» **EXERCISE TASK**:
Rewrite all the material below with "thickest part" changed to "widest part" and nothing else altered. Leave the pictures out.

» **SUPPLIED RECORDS**:
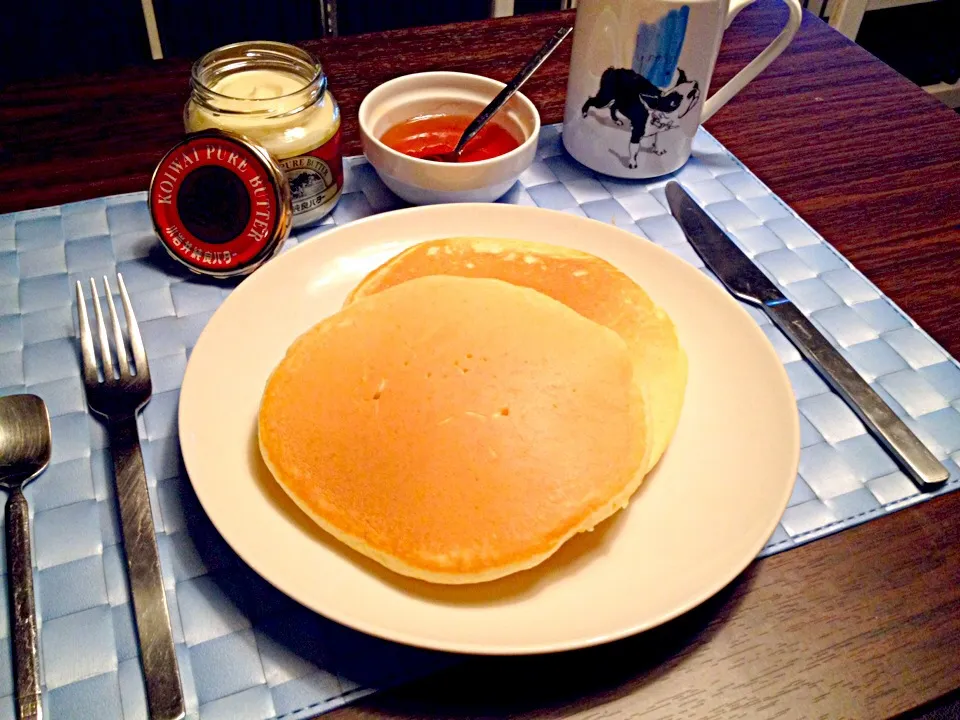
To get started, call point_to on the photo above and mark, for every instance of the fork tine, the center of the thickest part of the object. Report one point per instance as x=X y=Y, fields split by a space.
x=86 y=341
x=136 y=342
x=105 y=356
x=117 y=332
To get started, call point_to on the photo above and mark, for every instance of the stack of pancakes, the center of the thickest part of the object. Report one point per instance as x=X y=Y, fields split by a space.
x=474 y=404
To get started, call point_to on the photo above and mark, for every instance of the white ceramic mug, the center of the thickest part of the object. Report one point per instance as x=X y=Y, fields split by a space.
x=639 y=75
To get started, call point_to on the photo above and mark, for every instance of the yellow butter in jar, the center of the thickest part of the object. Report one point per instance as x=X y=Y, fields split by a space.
x=276 y=95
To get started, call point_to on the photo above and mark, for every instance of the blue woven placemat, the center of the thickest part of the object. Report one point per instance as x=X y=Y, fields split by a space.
x=246 y=651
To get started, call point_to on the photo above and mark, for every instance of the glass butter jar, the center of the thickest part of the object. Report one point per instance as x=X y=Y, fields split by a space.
x=275 y=95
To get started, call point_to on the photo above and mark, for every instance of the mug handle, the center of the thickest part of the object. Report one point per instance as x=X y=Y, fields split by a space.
x=722 y=96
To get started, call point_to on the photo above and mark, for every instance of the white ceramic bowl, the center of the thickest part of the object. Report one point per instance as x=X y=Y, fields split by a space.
x=424 y=181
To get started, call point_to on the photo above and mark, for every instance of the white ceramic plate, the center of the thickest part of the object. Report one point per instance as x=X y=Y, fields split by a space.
x=698 y=520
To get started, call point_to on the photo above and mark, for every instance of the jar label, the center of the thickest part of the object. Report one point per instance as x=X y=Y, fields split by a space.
x=315 y=178
x=215 y=203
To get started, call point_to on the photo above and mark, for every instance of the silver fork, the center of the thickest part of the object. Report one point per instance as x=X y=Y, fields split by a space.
x=117 y=399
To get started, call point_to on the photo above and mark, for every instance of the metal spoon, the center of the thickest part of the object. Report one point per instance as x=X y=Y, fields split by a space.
x=24 y=453
x=501 y=99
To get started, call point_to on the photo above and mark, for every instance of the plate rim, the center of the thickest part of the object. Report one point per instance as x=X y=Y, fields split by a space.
x=472 y=648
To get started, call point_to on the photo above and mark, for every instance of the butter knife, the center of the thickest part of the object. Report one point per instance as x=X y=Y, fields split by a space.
x=747 y=282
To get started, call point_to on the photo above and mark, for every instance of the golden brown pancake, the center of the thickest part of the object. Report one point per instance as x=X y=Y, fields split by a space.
x=591 y=286
x=455 y=430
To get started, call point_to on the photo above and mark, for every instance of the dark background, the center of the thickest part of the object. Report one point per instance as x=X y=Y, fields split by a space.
x=50 y=38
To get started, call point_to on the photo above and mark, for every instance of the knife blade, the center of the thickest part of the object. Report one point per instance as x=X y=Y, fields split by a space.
x=744 y=280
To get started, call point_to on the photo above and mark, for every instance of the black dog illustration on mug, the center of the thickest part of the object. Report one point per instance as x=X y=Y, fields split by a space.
x=649 y=109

» **FINAL RESULT**:
To get started, call point_to on the photo above and mark, for every instance of the fork tine, the center of the widest part of the object. Report one point per instance as x=X y=Y, fields split by a space.
x=86 y=341
x=136 y=342
x=105 y=356
x=117 y=332
To get started, call point_to on the photo above and mark, for every instance of the stack of pancakes, the center of the widest part of the object. Report one point per instance as x=X y=Y, fields split by a space.
x=474 y=404
To get started, call point_to on the photo above and mark, for every instance of the white ceramic mug, the center of the widest part of the object. Report one point per instance as x=X y=Y, fields split by a space.
x=639 y=75
To get started, call point_to on the photo above and mark, for every instance of the yellow butter in jar, the center of the widest part of the object. Report one point per instance as x=X y=Y, fields split by a space.
x=276 y=95
To get started, call point_to on the photo above and mark, for every instance of the blue woven placemat, the center of the widest part of the object. Report one point per instance as x=X y=Y, fields split by a space.
x=246 y=651
To get started, call point_to on the photo above and mark, for every instance of the glass butter jar, the center of the widest part of the object. Report one point per instance as x=X y=Y, fields split by a space.
x=275 y=95
To get started, call point_to on the photo above and mark, for every instance of the mug handle, the center of the widest part of the object. Report one point per instance as x=X y=Y, fields split by a space.
x=722 y=96
To get started, call point_to on the photo above and mark, for every instance of the white ceramic bowl, the center of the widest part of the object. Report one point per instance as x=X y=Y, fields split by a space.
x=424 y=181
To get started, call point_to on the photo above and mark, for every instance of the white ceramic plate, the center of the widest part of the object. Report one point per instance as x=X y=Y, fields split by a space.
x=698 y=520
To get started, call point_to on the photo above and mark, for every instance of the jar label, the center of the widest part of the object. Report one point per instance as x=X y=Y, fields split by a space.
x=315 y=178
x=215 y=203
To get started, call point_to on the photo above and mark, for every instance of the silver fork, the center of the widest part of the object. Report one point per instance as x=X y=Y, fields split by a space.
x=117 y=399
To get started, call point_to on the photo above and mark, for every instance of the metal spoon, the center of the widest part of the object. Report one point per instance as x=X y=Y, fields split by a space.
x=24 y=453
x=501 y=99
To get started, call point_to on the photo above and mark, for every instance of the plate rim, the center of the widest part of the object. Report one point per instance as x=X y=Y, fields split by a space.
x=472 y=648
To get started, call point_to on the photo above and mark, for every instance of the butter knife, the center of the widest part of the object. Report one point per instance as x=X y=Y, fields split by a space.
x=747 y=282
To get started, call point_to on the photo above and mark, for every instance of the golden brown pancake, the center of the widest part of the object. Report one point per instance as x=X y=Y, fields split by a space.
x=591 y=286
x=455 y=430
To get started, call point_to on the photo above and mark, for every instance of the dark background, the center of the widest part of the object. Report one point per instance as x=X y=Y, fields split by a space.
x=50 y=38
To get started, call point_to on the photo above and mark, for every instance of the knife blade, the center of the widest part of the object. Report one point per instance as x=X y=Y, fields split by a space.
x=744 y=280
To get started, call point_to on the photo above and mark, for every instance of the black dog illustration on mug, the center of the widest part of the object. Report one point per instance as x=X y=Y, fields split by a space.
x=649 y=109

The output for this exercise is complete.